PROMPT: The data shown below should all be retyped exactly.

RECORD EXCERPTS:
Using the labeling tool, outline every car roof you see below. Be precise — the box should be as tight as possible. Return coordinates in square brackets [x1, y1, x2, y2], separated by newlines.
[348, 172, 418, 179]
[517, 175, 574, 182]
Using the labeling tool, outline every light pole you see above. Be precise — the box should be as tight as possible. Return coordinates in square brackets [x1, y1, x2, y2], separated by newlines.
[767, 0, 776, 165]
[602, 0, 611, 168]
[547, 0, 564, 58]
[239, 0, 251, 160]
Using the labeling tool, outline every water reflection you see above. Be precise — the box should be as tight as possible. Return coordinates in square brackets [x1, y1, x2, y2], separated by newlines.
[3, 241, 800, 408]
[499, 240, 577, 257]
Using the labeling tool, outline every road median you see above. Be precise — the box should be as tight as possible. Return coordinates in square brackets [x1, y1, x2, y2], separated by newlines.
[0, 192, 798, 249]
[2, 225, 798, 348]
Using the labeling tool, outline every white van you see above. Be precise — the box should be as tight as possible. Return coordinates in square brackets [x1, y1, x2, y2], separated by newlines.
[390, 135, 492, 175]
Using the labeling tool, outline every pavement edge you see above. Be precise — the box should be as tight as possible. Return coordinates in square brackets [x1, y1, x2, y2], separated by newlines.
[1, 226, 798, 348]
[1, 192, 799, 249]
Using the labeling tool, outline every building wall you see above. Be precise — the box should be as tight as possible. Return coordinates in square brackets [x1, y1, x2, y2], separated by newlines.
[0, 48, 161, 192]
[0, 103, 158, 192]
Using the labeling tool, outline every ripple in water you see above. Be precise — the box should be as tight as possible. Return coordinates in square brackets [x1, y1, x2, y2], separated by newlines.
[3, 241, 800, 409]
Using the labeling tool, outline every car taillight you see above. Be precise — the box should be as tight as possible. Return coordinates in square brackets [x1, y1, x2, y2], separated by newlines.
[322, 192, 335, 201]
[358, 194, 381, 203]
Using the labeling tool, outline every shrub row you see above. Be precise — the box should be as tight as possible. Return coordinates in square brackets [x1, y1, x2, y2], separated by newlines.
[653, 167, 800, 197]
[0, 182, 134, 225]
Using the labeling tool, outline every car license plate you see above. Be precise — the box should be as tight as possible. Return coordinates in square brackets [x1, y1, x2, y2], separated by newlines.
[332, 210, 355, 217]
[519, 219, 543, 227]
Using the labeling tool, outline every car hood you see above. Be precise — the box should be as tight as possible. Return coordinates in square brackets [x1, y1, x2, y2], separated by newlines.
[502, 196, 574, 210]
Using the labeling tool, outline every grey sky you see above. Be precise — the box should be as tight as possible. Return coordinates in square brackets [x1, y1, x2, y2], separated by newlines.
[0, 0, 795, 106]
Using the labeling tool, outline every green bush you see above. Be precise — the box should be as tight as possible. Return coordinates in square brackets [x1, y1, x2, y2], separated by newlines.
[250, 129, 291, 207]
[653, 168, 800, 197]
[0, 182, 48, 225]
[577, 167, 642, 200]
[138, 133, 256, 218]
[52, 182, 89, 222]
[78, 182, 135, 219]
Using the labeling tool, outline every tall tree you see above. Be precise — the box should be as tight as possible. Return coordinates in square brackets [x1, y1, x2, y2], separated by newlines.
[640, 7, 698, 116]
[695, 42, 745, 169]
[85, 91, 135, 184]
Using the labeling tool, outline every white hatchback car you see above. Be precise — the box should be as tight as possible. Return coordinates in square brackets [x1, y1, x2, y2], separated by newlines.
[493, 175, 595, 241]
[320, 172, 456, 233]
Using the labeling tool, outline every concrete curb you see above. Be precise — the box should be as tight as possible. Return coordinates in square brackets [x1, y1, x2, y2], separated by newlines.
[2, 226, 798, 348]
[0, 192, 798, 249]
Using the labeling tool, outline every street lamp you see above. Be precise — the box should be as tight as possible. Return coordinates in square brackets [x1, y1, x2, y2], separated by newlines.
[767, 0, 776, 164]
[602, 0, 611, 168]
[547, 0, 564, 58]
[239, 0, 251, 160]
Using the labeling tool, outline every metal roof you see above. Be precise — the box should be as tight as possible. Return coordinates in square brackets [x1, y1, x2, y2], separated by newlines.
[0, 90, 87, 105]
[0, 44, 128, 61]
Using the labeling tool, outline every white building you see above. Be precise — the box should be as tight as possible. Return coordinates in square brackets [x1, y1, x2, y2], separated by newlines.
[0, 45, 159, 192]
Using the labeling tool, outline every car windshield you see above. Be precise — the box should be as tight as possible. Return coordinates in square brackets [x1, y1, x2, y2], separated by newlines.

RESPONSE AREA:
Using the labeling tool, outline every car roof you see below. Be precise — the box should be as tight as possible. Return coordinates in square brackets [x1, y1, x2, y2], separated by newlines.
[348, 172, 418, 179]
[517, 175, 574, 182]
Using the labeling tool, outline every light pole you see above. Be precise — the box should be as tight as possible. Return coordinates in square brackets [x1, y1, x2, y2], separated by newlines.
[767, 0, 776, 165]
[602, 0, 611, 168]
[547, 0, 564, 58]
[239, 0, 251, 160]
Using the labeling tool, outline every water reflection you see above. Be precise — the box should be as tight as possible. Return coordinates in square brackets [x1, y1, x2, y2], separated by newlines.
[3, 241, 800, 408]
[499, 240, 577, 257]
Using the labeling tool, outline every road median you see above. Be precise — the box should be as tight as possible. Return coordinates in square brackets [x1, y1, x2, y2], separated by newlines.
[0, 192, 798, 249]
[2, 225, 798, 348]
Using the labeling tool, outline every white van you see above. Be precise — the box should be as tight as possible. Return coordinates in square brackets [x1, y1, x2, y2], separated by newlines.
[390, 135, 492, 175]
Using the labeling tool, outline every pavement edge you see above. Be precise — the box should be as tight as possible. Return coordinates in square brackets [x1, y1, x2, y2], separated by newlines.
[1, 226, 798, 348]
[1, 192, 799, 249]
Using the labeling tool, outline every building wall you see above. Be precise — the box should be as tight as possible. Return coordinates in square brackets [x1, y1, x2, y2], separated by newlines.
[0, 48, 161, 192]
[0, 103, 158, 192]
Using the labeling tool, outline every ripple in water you see above. Be precise — the box should be as tight as possible. Return coordinates in square brackets [x1, y1, x2, y2], separated by newlines.
[3, 241, 800, 409]
Using the labeling tool, outline every car taillight you see above. Be precise — the box should be as tight as possible. Return coordinates in square brackets [x1, y1, x2, y2], separated by newlines.
[322, 192, 335, 201]
[358, 194, 381, 203]
Using the labeling tool, outline every shrub row you see above. Be precise — the box should be as tight as possible. Return coordinates in square brackets [x1, y1, x2, y2], separated by newlines.
[653, 167, 800, 197]
[0, 182, 134, 225]
Using the labeling tool, outline every car license plate you see above. Be precise — the box should be as tight as possible. Return coordinates in square brackets [x1, y1, x2, y2], separated by newlines.
[332, 210, 355, 217]
[519, 219, 543, 227]
Using the labeling tool, outline every car hood you see above. Be precise — the box should be as tight as possible. Return coordinates in square brackets [x1, y1, x2, y2], separated by newlines.
[502, 196, 574, 210]
Using the labeling tool, outline every grey sky you see above. Be precise — the box should be as tight as possible. Return coordinates in square brackets [x1, y1, x2, y2], separated by newlines.
[0, 0, 795, 106]
Using the labeling tool, outline every green bush you see above. Be precise — the box should be as tight as possible. Return coordinates in square brackets [x1, y1, x2, y2], separated by newlines.
[250, 129, 291, 207]
[653, 168, 800, 197]
[0, 182, 48, 225]
[577, 167, 642, 200]
[138, 133, 256, 218]
[52, 182, 89, 222]
[78, 182, 135, 219]
Using the labeling tool, outline every tall tree you see above. Be precise — the box should be as tight as possible. Return coordinates in square brackets [x1, y1, x2, y2], separated by newlines.
[640, 7, 698, 116]
[695, 42, 745, 169]
[85, 91, 135, 184]
Using the labeling tool, outline every white hatchback car you see above. Be precise — the box should be as tight as possible. Return coordinates in square brackets [x1, y1, x2, y2], separated by newlines.
[493, 175, 595, 241]
[320, 172, 456, 233]
Using the labeling tool, outline every concrete curb you see above. Be precise — the box should be as tight as possible. Return coordinates in square brackets [x1, y1, x2, y2], separated by newlines.
[2, 226, 798, 348]
[0, 192, 798, 249]
Using the labeling tool, outline every street lamp you see above. Be precise — the box should be as tight as possible. Return coordinates in square brackets [x1, y1, x2, y2], separated by newlines.
[767, 0, 776, 164]
[602, 0, 611, 168]
[547, 0, 564, 58]
[239, 0, 251, 160]
Using the labeling tool, outline every metal roof you see above. Be precise — the box should be as tight as possible. Return coordinates in square brackets [x1, y1, x2, y2], separated by newlines.
[0, 90, 87, 105]
[0, 44, 128, 61]
Using the labeling tool, outline every white building you see above. Be precise — the box should be as tight as possible. Return coordinates in square brackets [x1, y1, x2, y2], separated by newlines.
[0, 45, 159, 192]
Using the labeling tool, outline every car windshield you see above. Be precise — the box should be as tight as possible. Return coordinates in square brackets [x1, y1, x2, y2], separated by newlines.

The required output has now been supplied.